● **CHECK YOUR UNDERSTANDING**
1. Name every SSL handshake message that the troubleshooting write-up on failed calls between the two PODs mentions.
2. Pick up the troubleshooting write-up on failed calls between the two PODs from its final sentence and keep writing.

The first “big” packets sent are the “CLIENT HELLO”, from client to server, and “SERVER HELLO”, from server to client.
Calling from POD 1 to POD 2, when it failed, the “SERVER HELLO” was OK, but then the CLIENT KEY EXCHANGE / CHANGE CIPHER SPEC would keep retransmitting for 30 seconds, and it would fail and start over (as in the capture shown above). Usually, the next call would succeed, which could look like a performance issue. It succeeded, but only after 30 seconds, instead of less than a second.
Calling from POD 2 to POD 1, when it failed, the “CLIENT HELLO” was fine, but the SERVER HELLO was failing. In the packet capture, I got an SSL “MALFORMED PACKET” right away, the client detecting that something was wrong with the SSL Handshake packet.
Comparing end-to-end packet captures for faulty traffic
I started comparing end to end captures, byte for byte, bit for bit, and then my colleague Christian had this great idea: why not compare the same packet hex values in notepad++? So I hoarded a successful call and a failing call, and got this VERY wierd pattern on failing calls.
On the left, you have the original packet that was transmitted by the server in POD 2, and on the right, the received packet on the client in POD 1 (extracts of them in fact, with no privileged info 😉 ) This is the SERVER HELLO, the first big packet going from the server to the client:
What you see only partially here is the very regular bit flipping pattern. There was a bit flip almost at every 208 bytes or so, all along the 13KB-ish server hello packet.
Googling “Nexus 9000” and “208 bytes” turned up some very useful info. I just discovered that Cisco uses en assembly of exactly 208 bytes memory cells on its Nexus 9500 Fabric modules and Nexus 9300 ASICs. This could be a single defective memory bit in those cells that always turns a single bit to 1, while it should be 0.
Finding the faulty switch
The calls were failing randomly because of a superb feature in the IP fabric: Equal Cost Multi Path (ECMP). All the trafic is routed from one switch to the other in the IP fabric, and to be able to use all the paths simultaneously for added bandwidth, ECMP is used. It balances trafic over multiple equal cost links. So from Leaf 1 to Leaf 2, there are 2 paths available with a cost of 2. One through Spine 1, and one through Spine 2. The same is true from any leaf to the IPN.

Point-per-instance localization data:

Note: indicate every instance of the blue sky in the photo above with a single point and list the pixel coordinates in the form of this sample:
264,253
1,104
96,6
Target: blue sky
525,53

● **EXPECTED RESULTS**
1. CLIENT HELLO, SERVER HELLO, CLIENT KEY EXCHANGE, CHANGE CIPHER SPEC

2.
I knew that from one leaf to the other, there were no problems. I also tested directly between IPNs, and all the connections were fine because I had been transferring stuff from IPN to IPN over the WAN for weeks with no problem. This pointed me to the IPN – SPINE links.
Trying to isolate the faulty path, we started shutting the IPN – SPINE links one at a time in each POD. The behavior was always the same, until we shut the link between the IPN and SPINE 2 in POD 2. This forced the trafic to avoid SPINE 2 and to go through SPINE 1, whatever the leaf the traffic had to reach.
Then, magic happened: the problem was no longer present. Avoiding SPINE 2 in POD 2, all the calls would go through, an no “bit flip” happened on the way!
We sent all this info to our Cisco architects and TAC. They found that this exact “bit flipping” issue was encountered by another client in December 2021, and an updated ACI software version was released with code to test for these “bit flipping” issues.
Our technical guys proceeded to install the updated software on all our ACI spines and leafs, and the problem was instantly detected by the software self test: A fabric module was faulty in SPINE 2 of POD 2. For the moment, it has been shut down, and it will be replaced in the coming weeks.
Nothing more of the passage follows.